Data in this exercise:
┄┄┄┄┄┄┄┄┄┄

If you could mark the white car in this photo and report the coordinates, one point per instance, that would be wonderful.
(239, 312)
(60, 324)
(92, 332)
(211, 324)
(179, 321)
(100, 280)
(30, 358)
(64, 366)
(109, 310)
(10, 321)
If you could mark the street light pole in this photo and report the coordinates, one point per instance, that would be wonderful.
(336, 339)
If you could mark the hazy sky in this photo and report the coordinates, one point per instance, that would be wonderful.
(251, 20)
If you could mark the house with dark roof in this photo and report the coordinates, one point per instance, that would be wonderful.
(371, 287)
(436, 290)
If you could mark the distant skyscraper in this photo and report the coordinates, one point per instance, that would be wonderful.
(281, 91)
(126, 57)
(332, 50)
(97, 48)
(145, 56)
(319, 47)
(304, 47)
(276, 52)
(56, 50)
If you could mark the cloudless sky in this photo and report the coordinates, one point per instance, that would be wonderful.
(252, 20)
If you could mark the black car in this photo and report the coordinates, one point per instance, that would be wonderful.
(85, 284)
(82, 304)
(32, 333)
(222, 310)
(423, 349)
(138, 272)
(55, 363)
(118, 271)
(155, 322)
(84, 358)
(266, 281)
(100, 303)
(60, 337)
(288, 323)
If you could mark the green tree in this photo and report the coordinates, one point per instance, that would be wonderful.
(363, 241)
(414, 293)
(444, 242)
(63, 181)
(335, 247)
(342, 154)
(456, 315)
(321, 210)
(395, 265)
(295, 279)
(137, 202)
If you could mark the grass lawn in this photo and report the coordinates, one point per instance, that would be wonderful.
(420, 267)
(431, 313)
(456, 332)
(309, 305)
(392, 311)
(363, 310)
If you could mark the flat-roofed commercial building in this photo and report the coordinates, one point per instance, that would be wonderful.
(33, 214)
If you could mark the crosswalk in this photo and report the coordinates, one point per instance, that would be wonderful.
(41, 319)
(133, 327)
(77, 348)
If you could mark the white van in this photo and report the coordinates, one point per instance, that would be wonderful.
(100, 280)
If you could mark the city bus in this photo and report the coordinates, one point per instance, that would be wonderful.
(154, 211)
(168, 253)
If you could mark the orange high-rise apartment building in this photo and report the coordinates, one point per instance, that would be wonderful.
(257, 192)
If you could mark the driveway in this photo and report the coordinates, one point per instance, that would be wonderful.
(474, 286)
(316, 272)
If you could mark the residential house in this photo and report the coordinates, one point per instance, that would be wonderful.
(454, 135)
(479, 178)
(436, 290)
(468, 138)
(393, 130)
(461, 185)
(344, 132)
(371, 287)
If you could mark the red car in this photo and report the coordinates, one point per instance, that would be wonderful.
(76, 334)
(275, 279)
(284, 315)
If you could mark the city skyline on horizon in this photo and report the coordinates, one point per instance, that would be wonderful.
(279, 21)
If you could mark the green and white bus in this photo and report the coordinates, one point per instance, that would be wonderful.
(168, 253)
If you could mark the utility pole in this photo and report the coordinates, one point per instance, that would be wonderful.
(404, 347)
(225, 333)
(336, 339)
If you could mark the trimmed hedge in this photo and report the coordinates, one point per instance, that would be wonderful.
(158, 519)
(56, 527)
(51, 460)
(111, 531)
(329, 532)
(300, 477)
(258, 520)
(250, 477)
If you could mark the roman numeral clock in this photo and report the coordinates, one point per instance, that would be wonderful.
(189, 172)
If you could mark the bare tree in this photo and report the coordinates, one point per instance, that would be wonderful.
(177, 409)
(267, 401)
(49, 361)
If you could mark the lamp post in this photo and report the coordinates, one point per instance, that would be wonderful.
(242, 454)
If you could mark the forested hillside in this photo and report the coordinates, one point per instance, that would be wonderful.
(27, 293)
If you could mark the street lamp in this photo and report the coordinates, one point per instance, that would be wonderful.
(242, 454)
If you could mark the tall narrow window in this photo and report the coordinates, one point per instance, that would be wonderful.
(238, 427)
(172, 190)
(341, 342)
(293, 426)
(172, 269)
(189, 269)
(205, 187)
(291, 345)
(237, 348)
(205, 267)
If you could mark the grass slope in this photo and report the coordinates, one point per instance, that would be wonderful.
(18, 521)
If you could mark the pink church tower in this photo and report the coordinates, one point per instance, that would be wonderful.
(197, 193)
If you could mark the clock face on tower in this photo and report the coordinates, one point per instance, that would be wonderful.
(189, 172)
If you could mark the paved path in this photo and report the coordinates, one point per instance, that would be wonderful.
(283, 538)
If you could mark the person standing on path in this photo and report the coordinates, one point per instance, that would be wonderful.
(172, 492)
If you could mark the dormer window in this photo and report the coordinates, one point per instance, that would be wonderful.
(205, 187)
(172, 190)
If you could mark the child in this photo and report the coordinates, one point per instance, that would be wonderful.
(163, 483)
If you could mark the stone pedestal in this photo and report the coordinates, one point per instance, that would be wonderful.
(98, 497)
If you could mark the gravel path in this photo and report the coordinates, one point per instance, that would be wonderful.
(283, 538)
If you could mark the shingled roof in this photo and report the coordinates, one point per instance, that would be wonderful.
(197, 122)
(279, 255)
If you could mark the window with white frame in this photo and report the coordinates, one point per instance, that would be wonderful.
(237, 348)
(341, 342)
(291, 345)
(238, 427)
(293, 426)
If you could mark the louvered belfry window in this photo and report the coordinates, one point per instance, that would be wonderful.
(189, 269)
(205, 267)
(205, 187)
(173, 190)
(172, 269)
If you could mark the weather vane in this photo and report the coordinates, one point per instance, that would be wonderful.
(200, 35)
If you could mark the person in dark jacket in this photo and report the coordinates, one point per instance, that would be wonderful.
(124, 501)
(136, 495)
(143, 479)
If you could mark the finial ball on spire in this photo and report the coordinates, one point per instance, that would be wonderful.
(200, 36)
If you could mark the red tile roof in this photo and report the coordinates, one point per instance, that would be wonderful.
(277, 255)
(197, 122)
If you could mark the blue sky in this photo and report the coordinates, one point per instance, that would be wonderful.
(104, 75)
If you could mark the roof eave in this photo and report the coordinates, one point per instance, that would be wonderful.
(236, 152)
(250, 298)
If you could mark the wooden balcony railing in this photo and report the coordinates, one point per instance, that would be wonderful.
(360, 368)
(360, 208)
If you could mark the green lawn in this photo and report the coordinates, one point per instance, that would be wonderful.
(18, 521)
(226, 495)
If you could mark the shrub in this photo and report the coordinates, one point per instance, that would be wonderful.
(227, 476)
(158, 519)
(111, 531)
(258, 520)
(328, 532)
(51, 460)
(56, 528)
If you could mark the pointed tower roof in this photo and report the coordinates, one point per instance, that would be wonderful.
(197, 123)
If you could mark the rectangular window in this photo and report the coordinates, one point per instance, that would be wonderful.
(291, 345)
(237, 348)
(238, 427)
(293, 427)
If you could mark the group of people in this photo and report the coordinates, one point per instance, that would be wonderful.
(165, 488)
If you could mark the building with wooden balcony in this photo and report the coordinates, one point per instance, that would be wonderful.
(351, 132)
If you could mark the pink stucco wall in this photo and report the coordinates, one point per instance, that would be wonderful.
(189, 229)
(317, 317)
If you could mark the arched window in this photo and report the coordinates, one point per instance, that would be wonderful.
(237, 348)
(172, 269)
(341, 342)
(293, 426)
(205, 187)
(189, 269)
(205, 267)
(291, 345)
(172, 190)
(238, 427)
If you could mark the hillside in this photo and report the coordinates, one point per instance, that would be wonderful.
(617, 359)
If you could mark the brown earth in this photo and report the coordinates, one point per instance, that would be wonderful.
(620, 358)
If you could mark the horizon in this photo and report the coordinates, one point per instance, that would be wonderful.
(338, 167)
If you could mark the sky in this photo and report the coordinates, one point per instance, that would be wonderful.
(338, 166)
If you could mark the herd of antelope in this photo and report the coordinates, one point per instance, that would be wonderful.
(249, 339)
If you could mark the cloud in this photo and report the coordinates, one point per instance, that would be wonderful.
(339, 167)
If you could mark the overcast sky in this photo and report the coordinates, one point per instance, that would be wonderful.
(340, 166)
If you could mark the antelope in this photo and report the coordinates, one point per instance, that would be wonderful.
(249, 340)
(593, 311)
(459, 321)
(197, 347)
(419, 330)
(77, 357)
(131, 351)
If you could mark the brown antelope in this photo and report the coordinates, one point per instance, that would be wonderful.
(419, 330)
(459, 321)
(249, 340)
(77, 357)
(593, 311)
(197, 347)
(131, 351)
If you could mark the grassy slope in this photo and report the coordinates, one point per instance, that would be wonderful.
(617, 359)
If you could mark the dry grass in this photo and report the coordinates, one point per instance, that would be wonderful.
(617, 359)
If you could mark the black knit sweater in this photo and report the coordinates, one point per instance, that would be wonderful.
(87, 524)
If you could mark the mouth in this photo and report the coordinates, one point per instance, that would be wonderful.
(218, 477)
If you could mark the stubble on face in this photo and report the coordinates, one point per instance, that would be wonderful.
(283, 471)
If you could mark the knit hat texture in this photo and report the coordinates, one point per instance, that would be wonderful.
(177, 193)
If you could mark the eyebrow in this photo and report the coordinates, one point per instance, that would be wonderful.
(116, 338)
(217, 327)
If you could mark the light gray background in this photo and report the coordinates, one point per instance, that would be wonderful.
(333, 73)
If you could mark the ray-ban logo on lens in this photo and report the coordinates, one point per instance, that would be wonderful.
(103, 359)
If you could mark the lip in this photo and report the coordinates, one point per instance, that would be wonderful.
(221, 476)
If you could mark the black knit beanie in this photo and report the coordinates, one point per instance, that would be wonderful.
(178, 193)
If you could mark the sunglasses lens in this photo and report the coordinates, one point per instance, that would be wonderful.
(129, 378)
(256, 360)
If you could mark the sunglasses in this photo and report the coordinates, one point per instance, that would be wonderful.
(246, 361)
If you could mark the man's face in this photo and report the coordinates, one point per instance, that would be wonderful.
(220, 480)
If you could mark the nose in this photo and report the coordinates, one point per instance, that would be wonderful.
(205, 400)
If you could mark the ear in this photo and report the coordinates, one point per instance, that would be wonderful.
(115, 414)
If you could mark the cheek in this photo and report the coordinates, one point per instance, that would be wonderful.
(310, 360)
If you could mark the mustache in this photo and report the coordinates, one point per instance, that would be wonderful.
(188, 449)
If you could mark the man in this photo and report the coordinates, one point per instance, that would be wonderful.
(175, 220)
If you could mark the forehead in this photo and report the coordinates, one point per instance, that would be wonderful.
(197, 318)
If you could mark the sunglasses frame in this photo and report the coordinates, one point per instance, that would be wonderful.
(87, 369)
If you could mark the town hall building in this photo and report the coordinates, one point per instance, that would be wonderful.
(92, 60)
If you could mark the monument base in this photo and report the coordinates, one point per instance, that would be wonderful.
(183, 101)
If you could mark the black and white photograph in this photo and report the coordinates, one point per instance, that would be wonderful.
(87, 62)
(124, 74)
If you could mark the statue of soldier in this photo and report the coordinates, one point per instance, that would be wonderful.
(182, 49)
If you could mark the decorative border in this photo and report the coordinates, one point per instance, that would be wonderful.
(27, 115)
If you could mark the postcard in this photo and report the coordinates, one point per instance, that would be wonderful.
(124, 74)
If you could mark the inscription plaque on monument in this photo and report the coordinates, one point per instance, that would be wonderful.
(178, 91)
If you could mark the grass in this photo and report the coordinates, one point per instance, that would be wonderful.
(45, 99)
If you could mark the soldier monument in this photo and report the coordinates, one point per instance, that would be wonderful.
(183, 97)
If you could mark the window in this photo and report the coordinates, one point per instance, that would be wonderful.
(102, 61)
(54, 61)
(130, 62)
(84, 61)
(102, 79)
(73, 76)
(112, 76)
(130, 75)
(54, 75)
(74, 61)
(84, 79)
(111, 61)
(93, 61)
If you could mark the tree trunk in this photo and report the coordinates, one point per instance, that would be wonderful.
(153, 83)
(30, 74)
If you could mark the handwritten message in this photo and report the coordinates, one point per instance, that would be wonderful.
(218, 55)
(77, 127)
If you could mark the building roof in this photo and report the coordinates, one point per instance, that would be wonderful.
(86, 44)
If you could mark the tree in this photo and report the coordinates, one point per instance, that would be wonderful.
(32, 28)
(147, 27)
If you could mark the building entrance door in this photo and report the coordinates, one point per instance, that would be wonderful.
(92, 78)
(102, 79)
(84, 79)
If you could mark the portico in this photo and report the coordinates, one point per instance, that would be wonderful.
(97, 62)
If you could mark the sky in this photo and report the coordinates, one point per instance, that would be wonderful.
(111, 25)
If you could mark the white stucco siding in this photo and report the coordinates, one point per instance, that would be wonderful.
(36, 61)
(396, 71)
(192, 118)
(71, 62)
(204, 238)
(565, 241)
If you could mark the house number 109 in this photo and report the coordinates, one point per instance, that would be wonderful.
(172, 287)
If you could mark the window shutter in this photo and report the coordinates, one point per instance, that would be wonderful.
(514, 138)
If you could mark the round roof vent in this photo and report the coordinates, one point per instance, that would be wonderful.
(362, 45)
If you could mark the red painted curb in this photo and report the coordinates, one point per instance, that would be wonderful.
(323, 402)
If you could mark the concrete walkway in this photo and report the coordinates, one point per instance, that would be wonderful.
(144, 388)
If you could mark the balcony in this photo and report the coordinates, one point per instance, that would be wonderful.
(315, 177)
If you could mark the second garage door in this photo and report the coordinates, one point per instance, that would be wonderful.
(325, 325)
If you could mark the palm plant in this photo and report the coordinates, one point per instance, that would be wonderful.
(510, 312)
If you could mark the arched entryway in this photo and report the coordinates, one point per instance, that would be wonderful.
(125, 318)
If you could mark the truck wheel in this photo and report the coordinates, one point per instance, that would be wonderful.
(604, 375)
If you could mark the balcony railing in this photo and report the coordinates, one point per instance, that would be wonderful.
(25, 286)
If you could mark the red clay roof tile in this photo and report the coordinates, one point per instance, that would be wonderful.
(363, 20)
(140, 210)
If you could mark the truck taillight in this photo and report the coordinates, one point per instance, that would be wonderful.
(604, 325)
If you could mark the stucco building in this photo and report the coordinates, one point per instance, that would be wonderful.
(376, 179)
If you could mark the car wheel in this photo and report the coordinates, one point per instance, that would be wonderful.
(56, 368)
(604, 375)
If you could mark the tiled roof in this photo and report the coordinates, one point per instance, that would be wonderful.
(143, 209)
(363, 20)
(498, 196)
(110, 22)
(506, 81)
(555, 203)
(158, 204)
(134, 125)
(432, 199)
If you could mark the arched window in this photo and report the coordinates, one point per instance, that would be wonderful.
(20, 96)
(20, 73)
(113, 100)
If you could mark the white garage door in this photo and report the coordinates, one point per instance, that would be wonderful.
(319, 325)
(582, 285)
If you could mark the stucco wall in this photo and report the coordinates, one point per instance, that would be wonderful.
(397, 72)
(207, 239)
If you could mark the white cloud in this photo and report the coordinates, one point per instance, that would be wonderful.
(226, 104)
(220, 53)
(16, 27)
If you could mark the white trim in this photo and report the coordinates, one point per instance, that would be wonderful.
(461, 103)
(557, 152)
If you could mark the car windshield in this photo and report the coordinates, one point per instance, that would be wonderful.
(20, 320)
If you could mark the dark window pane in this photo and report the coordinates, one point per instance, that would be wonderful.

┄┄┄┄┄┄┄┄┄┄

Written request: Reproduce word for word the part of the data that opens with the line containing "If you could mark the white garage" and runs through the end of the data, including that first line.

Answer:
If you could mark the white garage door in this photo and report the coordinates, one point per instance, that would be wonderful.
(319, 325)
(582, 285)
If you could mark the stucco wall in this photo and report the coordinates, one point per instance, that would be wonderful.
(397, 72)
(207, 239)
If you could mark the white cloud in this photo and report the coordinates, one point per instance, that would be wonderful.
(226, 104)
(220, 53)
(16, 27)
If you could mark the white trim in this photo and report the coordinates, one point per instance, that would be wonderful.
(461, 103)
(557, 152)
If you could mark the car windshield in this photo and report the coordinates, one point per instance, that would be wonderful.
(20, 320)
If you could mark the dark window pane in this photo and report the coordinates, one point per instance, that would be wonderful.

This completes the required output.